*WHAT THE TASK REQUIRES*
Write out every entry, unchanged. Skip any picture.

*RECORDS FOR THE EXERCISE*
════════════════════

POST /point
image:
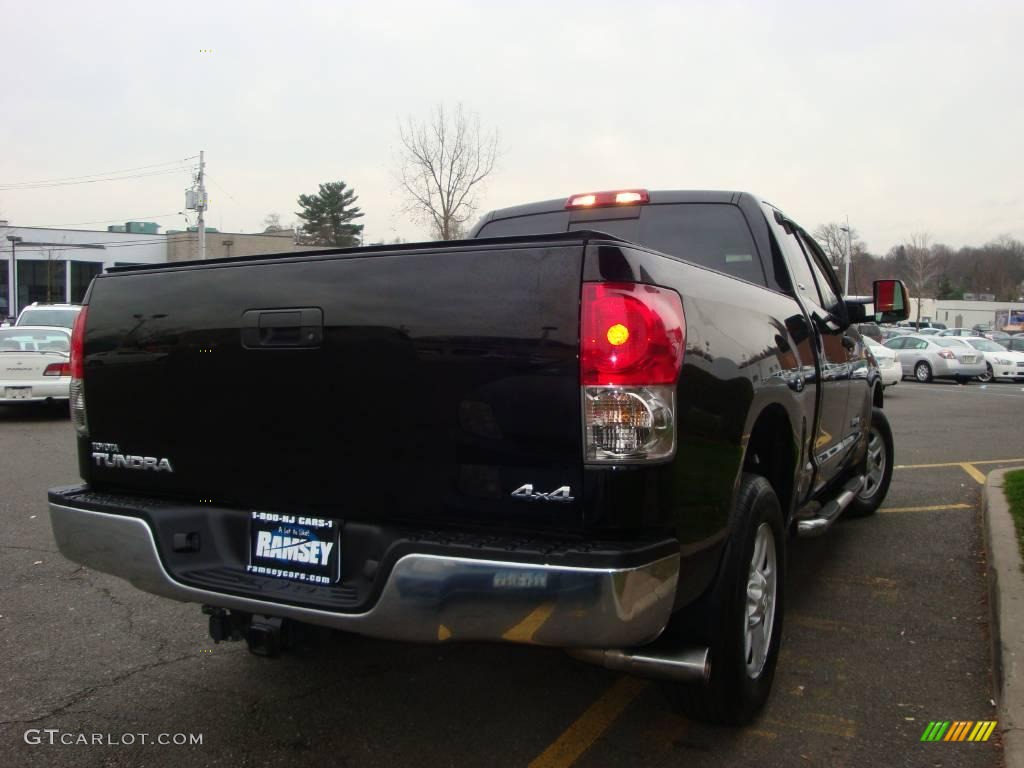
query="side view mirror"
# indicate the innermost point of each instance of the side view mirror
(890, 301)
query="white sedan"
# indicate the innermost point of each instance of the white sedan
(888, 359)
(34, 365)
(1003, 364)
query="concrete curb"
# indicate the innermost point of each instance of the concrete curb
(1006, 600)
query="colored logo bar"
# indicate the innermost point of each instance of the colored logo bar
(958, 730)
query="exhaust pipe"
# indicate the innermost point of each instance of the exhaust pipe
(687, 666)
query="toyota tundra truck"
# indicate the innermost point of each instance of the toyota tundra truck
(595, 424)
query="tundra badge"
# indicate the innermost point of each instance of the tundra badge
(109, 455)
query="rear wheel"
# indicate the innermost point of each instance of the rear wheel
(745, 617)
(878, 467)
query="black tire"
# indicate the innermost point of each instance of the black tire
(733, 695)
(880, 438)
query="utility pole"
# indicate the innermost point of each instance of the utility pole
(12, 283)
(849, 254)
(201, 206)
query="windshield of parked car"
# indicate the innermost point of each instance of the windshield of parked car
(15, 340)
(57, 317)
(985, 345)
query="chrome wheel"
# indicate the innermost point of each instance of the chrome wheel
(761, 586)
(875, 465)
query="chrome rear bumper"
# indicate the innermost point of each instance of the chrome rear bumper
(425, 597)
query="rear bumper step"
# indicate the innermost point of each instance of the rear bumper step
(425, 597)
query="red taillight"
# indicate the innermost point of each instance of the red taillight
(631, 334)
(78, 345)
(57, 369)
(613, 198)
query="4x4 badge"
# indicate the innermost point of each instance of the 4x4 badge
(564, 494)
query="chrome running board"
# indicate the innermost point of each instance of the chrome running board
(829, 513)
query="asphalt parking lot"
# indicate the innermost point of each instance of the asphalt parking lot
(886, 630)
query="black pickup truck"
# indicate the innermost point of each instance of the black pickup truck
(593, 425)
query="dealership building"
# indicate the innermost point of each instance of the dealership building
(56, 265)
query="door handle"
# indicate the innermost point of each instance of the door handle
(276, 329)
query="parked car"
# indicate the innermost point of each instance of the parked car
(891, 332)
(34, 365)
(1015, 343)
(1001, 363)
(870, 331)
(928, 357)
(51, 315)
(888, 360)
(923, 324)
(539, 430)
(960, 332)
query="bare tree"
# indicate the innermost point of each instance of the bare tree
(271, 223)
(443, 161)
(920, 266)
(832, 238)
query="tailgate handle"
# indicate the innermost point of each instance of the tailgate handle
(273, 329)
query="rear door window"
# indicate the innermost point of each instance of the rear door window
(711, 235)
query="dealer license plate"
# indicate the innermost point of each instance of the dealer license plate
(293, 547)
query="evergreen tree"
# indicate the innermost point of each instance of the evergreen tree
(327, 217)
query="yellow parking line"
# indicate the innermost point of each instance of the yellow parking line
(524, 631)
(974, 472)
(957, 464)
(588, 728)
(933, 508)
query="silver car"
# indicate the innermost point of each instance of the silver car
(937, 357)
(34, 365)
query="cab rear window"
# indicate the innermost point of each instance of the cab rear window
(711, 235)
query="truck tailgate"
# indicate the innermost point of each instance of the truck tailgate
(422, 385)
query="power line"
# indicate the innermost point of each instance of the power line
(210, 178)
(105, 246)
(108, 173)
(105, 221)
(14, 187)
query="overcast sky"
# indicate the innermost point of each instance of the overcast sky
(906, 117)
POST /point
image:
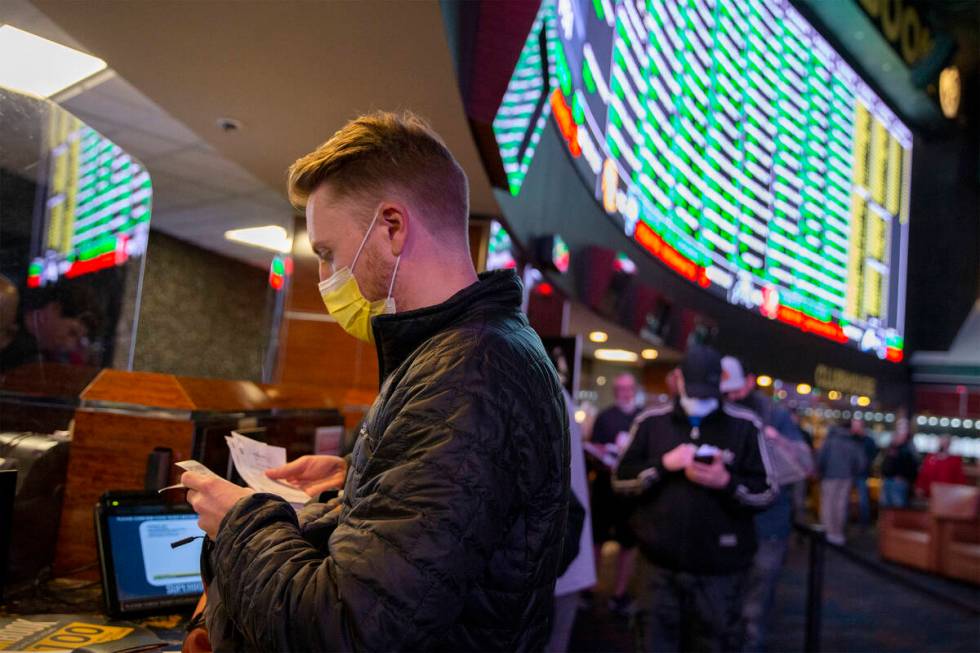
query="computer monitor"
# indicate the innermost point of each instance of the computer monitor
(141, 572)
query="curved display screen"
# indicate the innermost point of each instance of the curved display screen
(730, 141)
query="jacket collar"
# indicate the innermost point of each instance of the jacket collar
(397, 336)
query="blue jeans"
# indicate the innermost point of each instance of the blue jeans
(763, 578)
(690, 612)
(896, 493)
(864, 500)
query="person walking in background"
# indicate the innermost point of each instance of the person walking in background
(580, 573)
(870, 449)
(610, 512)
(840, 461)
(700, 471)
(792, 462)
(800, 489)
(899, 468)
(940, 467)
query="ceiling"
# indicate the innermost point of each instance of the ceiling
(291, 72)
(197, 193)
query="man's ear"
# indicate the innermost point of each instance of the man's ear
(397, 222)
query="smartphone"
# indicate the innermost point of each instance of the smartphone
(705, 454)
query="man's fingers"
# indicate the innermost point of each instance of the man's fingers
(193, 480)
(294, 468)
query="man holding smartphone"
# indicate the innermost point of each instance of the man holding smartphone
(700, 471)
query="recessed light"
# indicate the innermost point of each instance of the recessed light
(31, 64)
(617, 355)
(272, 237)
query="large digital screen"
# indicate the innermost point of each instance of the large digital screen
(96, 210)
(730, 141)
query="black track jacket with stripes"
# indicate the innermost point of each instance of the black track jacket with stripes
(683, 526)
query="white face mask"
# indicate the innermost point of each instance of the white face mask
(695, 407)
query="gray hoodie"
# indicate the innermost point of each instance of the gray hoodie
(841, 455)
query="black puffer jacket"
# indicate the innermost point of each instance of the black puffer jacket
(449, 534)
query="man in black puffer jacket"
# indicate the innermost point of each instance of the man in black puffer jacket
(448, 535)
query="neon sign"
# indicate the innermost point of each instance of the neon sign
(732, 143)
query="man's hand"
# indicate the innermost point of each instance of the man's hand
(312, 474)
(680, 457)
(211, 498)
(715, 475)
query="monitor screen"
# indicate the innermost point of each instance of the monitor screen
(731, 142)
(500, 249)
(96, 204)
(147, 570)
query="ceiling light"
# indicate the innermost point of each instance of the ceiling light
(31, 64)
(270, 236)
(616, 355)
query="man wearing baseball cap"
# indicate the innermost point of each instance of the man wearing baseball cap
(699, 469)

════════════════════

*EXERCISE ANSWER*
POST /point
image:
query="side view mirror"
# indicate the innermost point of each instance of the side view mirror
(890, 301)
query="white sedan"
# indicate the innermost point of each instance of the white sedan
(888, 359)
(34, 365)
(1003, 364)
query="concrete curb"
# indicate the innermost point of each instance of the concrete curb
(1006, 600)
query="colored logo bar"
# indicate the innermost point of each instance of the colored logo bar
(958, 730)
query="exhaust pipe"
# indicate the innermost point of each instance of the exhaust pipe
(687, 666)
query="toyota tundra truck"
# indicate the innermost point of each instance of the toyota tundra truck
(595, 424)
query="tundra badge"
# indicate the innermost point of each instance of the tundra badge
(109, 455)
query="rear wheel"
# indicate the innermost point of each instance of the rear wheel
(745, 617)
(878, 467)
query="black tire"
# indicate the innermost point of each instance of the black tire
(733, 695)
(880, 438)
query="utility pole"
# indicate the innermost point of each instance of the utility pole
(12, 283)
(849, 254)
(201, 206)
query="windshield of parked car"
# indicate the innermost point of each instance of the windshield of parked car
(15, 340)
(57, 317)
(985, 345)
query="chrome wheel"
# indicate the innermost point of each instance of the chrome wheel
(761, 586)
(875, 465)
query="chrome rear bumper"
# indicate the innermost point of each instance of the chrome rear bumper
(425, 597)
query="rear bumper step"
# indicate the innermost point of each instance of the rear bumper step
(425, 597)
query="red taillight"
# indicate the innermost point of each instance of the red taillight
(631, 334)
(78, 345)
(57, 369)
(613, 198)
query="4x4 badge"
# indicate the innermost point of each instance of the 4x4 badge
(564, 494)
query="chrome running board"
# indicate the innermost point of each instance of the chrome running board
(829, 513)
query="asphalt parking lot"
# indicate the innermost point of each instance of the asphalt parking lot
(886, 630)
query="black pickup truck"
# indicate the innermost point of each instance of the black pickup truck
(593, 425)
query="dealership building"
# indicate the innermost point of each instance of the dealership building
(56, 265)
query="door handle"
# indicate the innermost point of each instance of the door handle
(276, 329)
query="parked car"
# indicate the innermost point of each instance of the parked car
(891, 332)
(34, 365)
(1015, 343)
(1001, 363)
(870, 331)
(928, 357)
(51, 315)
(888, 360)
(923, 324)
(539, 430)
(960, 332)
query="bare tree"
# indicate the innermost point of each instance of the bare tree
(271, 223)
(443, 161)
(920, 266)
(832, 238)
query="tailgate handle"
# indicate the innermost point of each instance of the tailgate handle
(273, 329)
query="rear door window"
# indicate the innermost point of each instance of the rear door window
(711, 235)
query="dealer license plate"
# indicate the innermost point of each instance of the dealer license plate
(293, 547)
query="evergreen tree"
# indicate the innermost point of each instance of the evergreen tree
(327, 217)
query="yellow parking line"
# indicate the innermost point of each instance of the yellow parking line
(524, 631)
(974, 472)
(957, 464)
(588, 728)
(933, 508)
query="silver car"
# indicate the innermost point of each instance of the silver car
(937, 357)
(34, 365)
query="cab rear window"
# indicate the innermost point of each instance of the cab rear window
(711, 235)
query="truck tailgate"
# indicate the innermost point of each instance of the truck tailgate
(422, 385)
query="power line"
# indicate the innermost point of each instance of the power line
(210, 178)
(105, 246)
(108, 173)
(105, 221)
(14, 187)
query="overcast sky"
# indicate the innermost point of each instance of the overcast sky
(906, 117)
POST /point
image:
query="computer monitor"
# indicate the innermost point of each instance of the computer monitor
(141, 572)
query="curved display screen"
# indicate the innermost point of each instance of the curved display screen
(730, 141)
query="jacket collar"
# indicate the innermost point of each instance of the jacket collar
(397, 336)
query="blue jeans"
# indicate the innermost point of each instance of the blue jeans
(763, 578)
(690, 612)
(896, 493)
(864, 500)
query="person walking in background"
# indicate the innermost point of each instance of the person walking in background
(580, 573)
(870, 449)
(610, 512)
(840, 461)
(700, 471)
(792, 462)
(800, 489)
(899, 468)
(940, 467)
query="ceiling"
# indicate the innermost point of each instance of the ceiling
(291, 72)
(197, 193)
query="man's ear"
# indicate the innermost point of each instance of the man's ear
(397, 222)
query="smartphone"
# indicate the innermost point of each instance of the smartphone
(705, 454)
query="man's fingers"
# indicate the innermost point of each instance of the man's fingers
(193, 480)
(294, 468)
query="man holding smartphone"
# indicate the innermost point of each instance of the man holding smartphone
(700, 471)
query="recessed light"
# indicate the innermost point of each instance of the recessed light
(31, 64)
(617, 355)
(272, 237)
query="large digital screen"
# indicate the innermost point of each instance of the large digital screen
(96, 210)
(730, 141)
query="black track jacket with stripes"
# indicate the innermost point of each instance of the black track jacket with stripes
(683, 526)
query="white face mask"
# indicate the innermost point of each instance of the white face mask
(695, 407)
query="gray hoodie"
# indicate the innermost point of each instance of the gray hoodie
(841, 455)
query="black puffer jacket"
# indicate the innermost point of each instance of the black puffer jacket
(449, 534)
query="man in black puffer jacket"
# indicate the innermost point of each instance of the man in black puffer jacket
(448, 535)
query="neon sign"
# indicate the innermost point of each instance of the neon sign
(732, 143)
query="man's hand"
# indicate the innermost point of each instance of the man's hand
(312, 474)
(680, 457)
(211, 498)
(715, 475)
query="monitor screen"
# indicate the innermost point of each instance of the monitor screen
(731, 142)
(500, 249)
(96, 204)
(147, 570)
query="ceiling light"
# indicate the innermost point of each instance of the ceiling light
(31, 64)
(270, 236)
(616, 355)
query="man wearing baseball cap"
# indicate the innermost point of each instance of the man wearing baseball cap
(699, 469)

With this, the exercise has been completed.